Rewrite all the material below with every "set a single point" switched to "mark one spot" and nothing else changed. Leave the pictures out of your answer.

--------------------------------

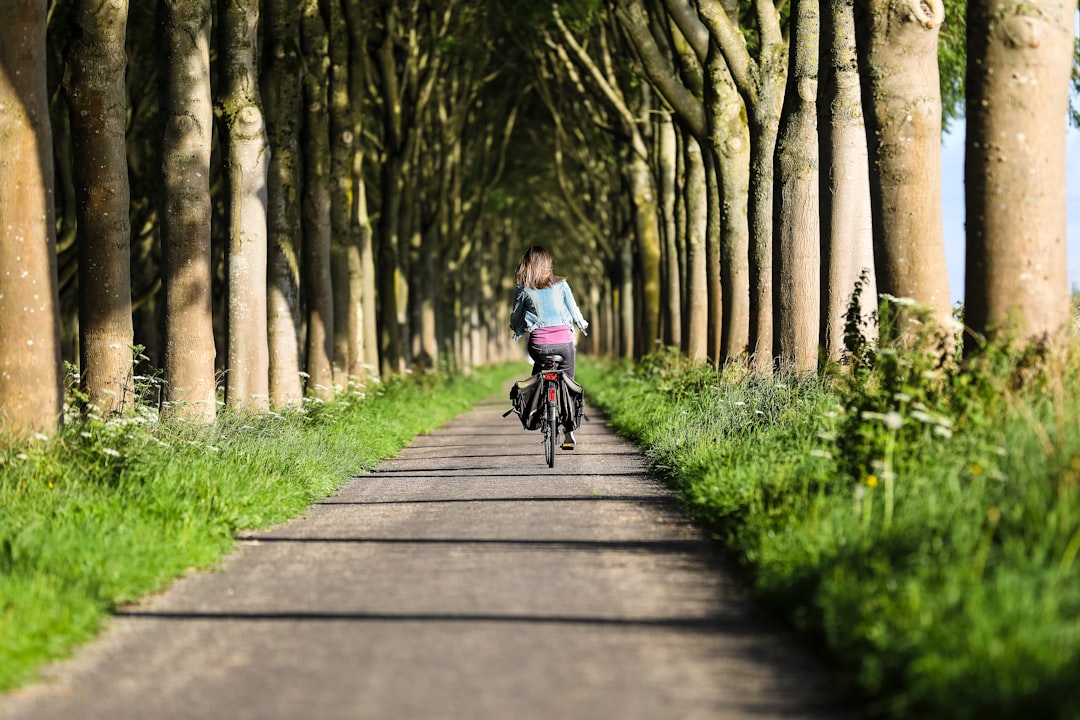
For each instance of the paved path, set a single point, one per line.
(462, 579)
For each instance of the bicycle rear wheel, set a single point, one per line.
(551, 433)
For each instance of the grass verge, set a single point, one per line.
(921, 528)
(107, 512)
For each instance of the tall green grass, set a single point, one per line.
(920, 524)
(110, 511)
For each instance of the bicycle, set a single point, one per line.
(548, 402)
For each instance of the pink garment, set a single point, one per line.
(551, 336)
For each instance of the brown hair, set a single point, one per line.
(535, 269)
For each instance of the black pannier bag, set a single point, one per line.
(528, 401)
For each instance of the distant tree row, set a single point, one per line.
(274, 199)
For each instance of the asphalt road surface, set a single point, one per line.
(462, 579)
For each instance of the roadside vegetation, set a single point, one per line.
(920, 521)
(110, 510)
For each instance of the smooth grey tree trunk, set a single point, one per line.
(847, 219)
(283, 105)
(30, 371)
(898, 49)
(188, 117)
(247, 368)
(797, 228)
(1020, 57)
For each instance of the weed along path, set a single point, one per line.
(462, 579)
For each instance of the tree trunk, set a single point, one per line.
(671, 290)
(30, 371)
(626, 298)
(1020, 57)
(247, 379)
(898, 48)
(188, 113)
(696, 198)
(847, 220)
(729, 138)
(97, 103)
(797, 226)
(283, 104)
(646, 231)
(315, 203)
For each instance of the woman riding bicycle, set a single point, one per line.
(545, 310)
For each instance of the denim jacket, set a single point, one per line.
(544, 308)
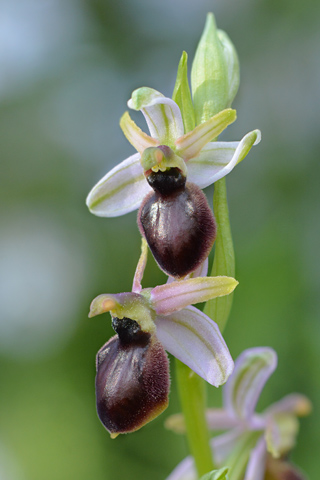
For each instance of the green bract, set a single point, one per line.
(215, 72)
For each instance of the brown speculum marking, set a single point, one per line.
(177, 223)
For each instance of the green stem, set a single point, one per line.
(224, 260)
(192, 391)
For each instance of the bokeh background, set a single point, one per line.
(67, 68)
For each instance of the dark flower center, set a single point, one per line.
(129, 332)
(167, 182)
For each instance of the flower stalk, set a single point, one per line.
(192, 392)
(215, 80)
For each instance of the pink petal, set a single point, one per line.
(195, 339)
(120, 191)
(257, 462)
(252, 369)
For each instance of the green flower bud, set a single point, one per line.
(215, 72)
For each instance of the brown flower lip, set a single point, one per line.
(132, 381)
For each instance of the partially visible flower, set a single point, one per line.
(132, 382)
(174, 216)
(256, 445)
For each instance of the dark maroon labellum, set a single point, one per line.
(132, 382)
(167, 182)
(177, 223)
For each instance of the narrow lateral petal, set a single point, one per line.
(120, 191)
(174, 296)
(257, 462)
(136, 286)
(162, 114)
(138, 139)
(195, 339)
(192, 143)
(217, 159)
(295, 403)
(185, 470)
(252, 369)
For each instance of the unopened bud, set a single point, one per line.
(215, 72)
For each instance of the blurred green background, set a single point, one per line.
(67, 68)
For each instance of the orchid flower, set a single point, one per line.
(132, 382)
(204, 162)
(255, 444)
(174, 216)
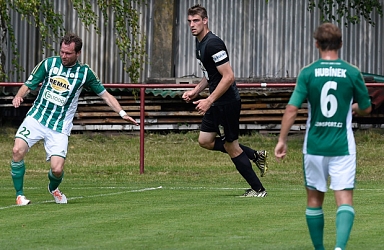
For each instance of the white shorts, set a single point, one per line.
(340, 169)
(32, 131)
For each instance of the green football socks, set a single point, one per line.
(54, 181)
(345, 216)
(315, 222)
(17, 172)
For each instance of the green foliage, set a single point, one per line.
(51, 27)
(352, 10)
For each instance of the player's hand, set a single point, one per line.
(130, 119)
(17, 100)
(188, 95)
(280, 150)
(202, 106)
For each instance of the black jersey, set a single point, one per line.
(212, 52)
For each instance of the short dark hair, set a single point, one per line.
(198, 10)
(72, 38)
(328, 37)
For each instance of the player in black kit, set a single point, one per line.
(221, 109)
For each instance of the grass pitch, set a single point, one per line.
(188, 197)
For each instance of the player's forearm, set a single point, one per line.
(203, 84)
(23, 91)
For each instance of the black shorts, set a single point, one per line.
(225, 116)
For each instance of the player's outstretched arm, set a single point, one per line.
(19, 97)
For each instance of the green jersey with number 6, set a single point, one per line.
(57, 100)
(330, 87)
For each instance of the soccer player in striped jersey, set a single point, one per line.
(50, 118)
(335, 90)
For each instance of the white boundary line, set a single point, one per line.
(156, 188)
(91, 196)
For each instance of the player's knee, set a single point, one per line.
(18, 153)
(205, 144)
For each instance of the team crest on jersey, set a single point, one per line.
(59, 83)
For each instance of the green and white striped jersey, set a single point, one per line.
(57, 100)
(330, 86)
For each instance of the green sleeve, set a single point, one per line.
(300, 92)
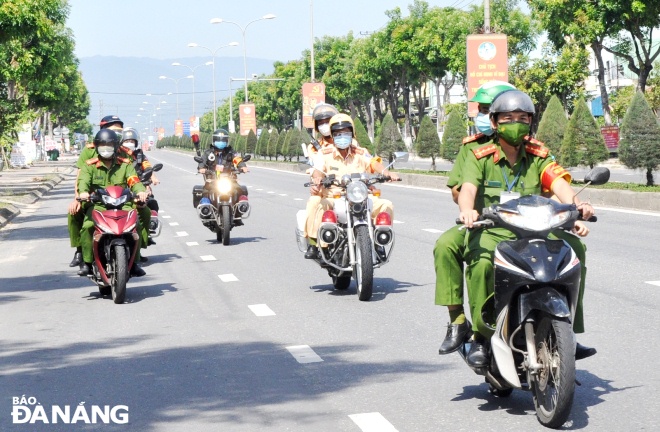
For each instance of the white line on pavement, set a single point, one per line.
(304, 354)
(372, 422)
(229, 277)
(261, 310)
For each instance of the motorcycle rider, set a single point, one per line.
(224, 157)
(76, 211)
(344, 157)
(108, 169)
(506, 168)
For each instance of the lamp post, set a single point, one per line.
(192, 69)
(220, 20)
(176, 81)
(194, 45)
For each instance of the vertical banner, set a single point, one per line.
(313, 94)
(248, 118)
(178, 128)
(487, 60)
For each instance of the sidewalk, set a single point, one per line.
(20, 187)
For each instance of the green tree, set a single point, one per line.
(583, 143)
(428, 142)
(452, 138)
(639, 147)
(553, 126)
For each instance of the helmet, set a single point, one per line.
(512, 100)
(220, 139)
(341, 121)
(130, 134)
(487, 92)
(105, 139)
(323, 111)
(107, 121)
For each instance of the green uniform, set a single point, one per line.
(95, 176)
(487, 169)
(450, 246)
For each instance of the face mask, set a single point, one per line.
(106, 152)
(343, 140)
(482, 122)
(513, 132)
(324, 129)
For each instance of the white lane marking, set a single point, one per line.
(261, 310)
(304, 354)
(372, 422)
(229, 277)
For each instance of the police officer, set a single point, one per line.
(344, 157)
(105, 170)
(76, 213)
(508, 167)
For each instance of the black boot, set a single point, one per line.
(456, 334)
(77, 259)
(312, 252)
(85, 269)
(582, 352)
(137, 271)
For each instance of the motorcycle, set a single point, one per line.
(528, 318)
(227, 204)
(116, 240)
(356, 245)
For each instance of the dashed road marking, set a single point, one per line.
(228, 278)
(372, 422)
(261, 310)
(304, 354)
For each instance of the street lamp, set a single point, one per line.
(177, 90)
(220, 20)
(192, 69)
(194, 45)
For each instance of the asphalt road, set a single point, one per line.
(214, 337)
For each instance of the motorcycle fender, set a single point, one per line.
(547, 300)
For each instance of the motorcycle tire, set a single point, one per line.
(554, 386)
(120, 273)
(364, 264)
(341, 283)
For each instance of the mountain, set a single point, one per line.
(118, 85)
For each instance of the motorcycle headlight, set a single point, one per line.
(115, 202)
(535, 218)
(357, 192)
(224, 185)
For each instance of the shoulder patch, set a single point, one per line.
(483, 151)
(473, 138)
(537, 150)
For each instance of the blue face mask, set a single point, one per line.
(343, 140)
(482, 122)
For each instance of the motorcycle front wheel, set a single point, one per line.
(554, 386)
(364, 264)
(119, 273)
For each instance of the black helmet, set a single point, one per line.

--------------------------------

(WRITTEN SOLUTION):
For each instance of the paved path, mark one spot, one per line.
(462, 579)
For each instance of the bicycle rear wheel, mark one spot, one per line.
(551, 433)
For each instance of the grass verge, mark one spot, one per line.
(921, 528)
(107, 512)
For each instance of the tall green grass, mark one spot, one per line.
(920, 524)
(110, 511)
For each instance of the bicycle, mark one spot, one per line.
(548, 402)
For each instance of the pink garment, mark one spot, one per line.
(551, 336)
For each instance of the brown hair, mark one spot, one per line.
(535, 269)
For each instance of the black pannier bag, mark one spot, one per line.
(528, 401)
For each instance of the distant tree row, mark one spot, one per line.
(274, 199)
For each instance of the asphalt road surface, mark one spot, one per line.
(462, 579)
For each instance of the roadside vegetation, mark one spot, one per line.
(920, 521)
(110, 510)
For each instance of the smooth grey tree trunk, mark one spot, one per line.
(847, 219)
(283, 105)
(30, 371)
(898, 49)
(188, 117)
(247, 368)
(797, 228)
(1020, 57)
For each instance of the weed along path, mark one spot, one per line.
(462, 579)
For each instance of the tree trunk, mark one spot, one per line.
(671, 290)
(30, 371)
(626, 298)
(1020, 57)
(247, 379)
(898, 48)
(188, 113)
(696, 198)
(847, 220)
(729, 138)
(97, 103)
(797, 226)
(283, 104)
(646, 231)
(315, 203)
For each instance of the woman riding bicycle, mark one spot, one per line.
(545, 310)
For each instance of the denim jacket, mark one spot, one per line.
(544, 308)
For each instance of the green bract, mark one spot, one per line.
(215, 72)
For each instance of the brown speculum marking, mark one spot, one per line.
(177, 223)
For each instance of the green stem, mark one spot, one per line.
(224, 260)
(192, 391)
For each instance of the bokeh background, mark one spot, one per line.
(67, 68)
For each instance of the dark flower center, mark one spot, one per line.
(129, 332)
(167, 182)
For each instance of the flower stalk, mark one spot, one per line.
(192, 392)
(215, 80)
For each instance of the pink petal, mark one spot, one per line.
(195, 339)
(120, 191)
(257, 462)
(252, 369)
For each instance of the green flower bud, mark one spot, one per line.
(215, 72)
For each instance of the brown flower lip, mark one spot, one per line.
(132, 381)
For each instance of the partially visible flower, mark one spot, one per line.
(132, 382)
(174, 216)
(256, 445)
For each instance of the dark maroon labellum, mark one spot, one per line.
(132, 382)
(167, 182)
(177, 223)
For each instance of the narrow lateral petal, mark one spot, one per line.
(120, 191)
(174, 296)
(257, 462)
(136, 286)
(162, 114)
(138, 139)
(195, 339)
(192, 143)
(217, 159)
(295, 403)
(185, 470)
(252, 369)
For each instance of the unopened bud, mark one spot, one per line.
(215, 72)
For each instance of the blurred green background, mark one spot, one per line.
(67, 68)
For each instance of the orchid flower, mark one spot, one per line.
(132, 382)
(204, 162)
(255, 444)
(174, 216)
For each instance of the white shorts, mark one spot, one per line.
(340, 169)
(32, 131)
For each instance of the green football socks, mark one spot, one per line.
(54, 181)
(345, 216)
(315, 222)
(17, 172)
For each instance of the green foliage, mark one spot, one per line.
(51, 27)
(352, 10)
For each instance of the player's hand, mark one spot, one per line.
(130, 119)
(17, 100)
(188, 95)
(280, 150)
(202, 106)
For each instance of the black jersey, mark one spot, one per line.
(212, 52)
For each instance of the short dark hair, mark one spot, one per line.
(198, 10)
(72, 38)
(328, 37)
For each instance of the player in black kit, mark one spot, one per line.
(221, 109)
For each instance of the grass pitch, mark one spot, one per line.
(188, 197)
For each instance of the player's forearm, mark one spot, one per line.
(203, 84)
(23, 91)
For each instance of the black shorts, mark one spot, one per line.
(225, 116)
For each instance of the player's outstretched arm, mark one spot, one per line.
(19, 97)
For each instance of the green jersey with number 6, mark one spot, one per line.
(57, 100)
(330, 87)
For each instance of the soccer player in striped jersey, mark one spot, one per line.
(50, 118)
(335, 90)
For each instance of the white boundary line, mark one spot, one per line.
(156, 188)
(91, 196)
For each instance of the player's knee, mark one spot, one per line.
(18, 153)
(205, 144)
For each instance of the team crest on jersey, mark one spot, one per line.
(59, 83)
For each instance of the green and white striped jersey, mark one spot, one per line.
(57, 100)
(330, 86)
For each instance of the green sleeve, mark one spot, one per line.
(300, 92)
For each instance of the white line on pavement, mark one spot, one per line.
(304, 354)
(372, 422)
(229, 277)
(261, 310)
For each instance of the motorcycle rider, mark one spot, one per line.
(224, 157)
(76, 211)
(344, 157)
(108, 169)
(506, 168)
For each instance of the lamp post, mark one spot, one per line.
(192, 69)
(220, 20)
(176, 81)
(194, 45)
For each instance of the vertical banner, mark one spot, one per line.
(313, 94)
(248, 118)
(178, 128)
(487, 60)
For each instance of the sidewalk, mark one spot, one per line.
(20, 187)
For each instance of the green tree, mark one spot, one per line.
(583, 143)
(428, 142)
(452, 138)
(639, 147)
(553, 126)
For each instance of the helmet, mark one spot, one per line.
(512, 100)
(220, 139)
(341, 121)
(130, 134)
(487, 92)
(105, 139)
(323, 111)
(107, 121)
For each instance of the green uniform, mark one spot, one per line.
(95, 176)
(487, 169)
(450, 246)
For each instance of the face mask, mark one spot, one per line.
(106, 152)
(343, 140)
(482, 122)
(513, 132)
(324, 129)
For each instance of the white lane marking, mark one spot, one per line.
(261, 310)
(304, 354)
(372, 422)
(229, 277)
For each instance of the police officer, mark one spot, one per line.
(344, 157)
(105, 170)
(76, 213)
(508, 167)
For each instance of the black boot, mark one spot, one per line.
(456, 334)
(77, 259)
(312, 252)
(85, 269)
(582, 352)
(137, 271)
For each instance of the motorcycle, mark one spot, one per line.
(528, 318)
(227, 204)
(116, 240)
(356, 245)
For each instance of the dashed road marking, mark one spot, one per line.
(228, 278)
(372, 422)
(261, 310)
(304, 354)
For each instance of the street lamp, mark one spot, one per line.
(177, 90)
(220, 20)
(192, 69)
(194, 45)
For each instance of the asphalt road, mark one spot, one per line.
(214, 337)
For each instance of the motorcycle fender, mark one spot, one per line.
(547, 300)
For each instance of the motorcycle tire, mark one spot, one per line.
(554, 386)
(120, 273)
(364, 264)
(341, 283)
For each instance of the mountain, mark one spot, one per line.
(118, 85)
For each instance of the motorcycle headlight, mark one spot, one per line.
(115, 202)
(535, 218)
(357, 192)
(224, 185)
For each instance of the shoulder patch, mark one spot, one per line.
(483, 151)
(473, 138)
(537, 150)
For each instance of the blue face mask, mark one spot, one per line.
(343, 140)
(482, 122)
For each instance of the motorcycle front wheel, mark one spot, one per line.
(554, 386)
(364, 264)
(119, 273)
For each instance of the black helmet, mark one spot, one per line.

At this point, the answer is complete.